ASSIGNMENT: Write out all of the data exactly as it appears.

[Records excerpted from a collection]
######
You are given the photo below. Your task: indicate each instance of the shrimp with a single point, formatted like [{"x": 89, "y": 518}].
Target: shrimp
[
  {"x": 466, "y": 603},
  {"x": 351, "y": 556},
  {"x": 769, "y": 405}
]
######
ANSWER SPACE:
You are given the photo below. Your task: indicate each instance of the shrimp with a single point, formatted like [{"x": 89, "y": 518}].
Target: shrimp
[
  {"x": 466, "y": 603},
  {"x": 351, "y": 556},
  {"x": 769, "y": 405}
]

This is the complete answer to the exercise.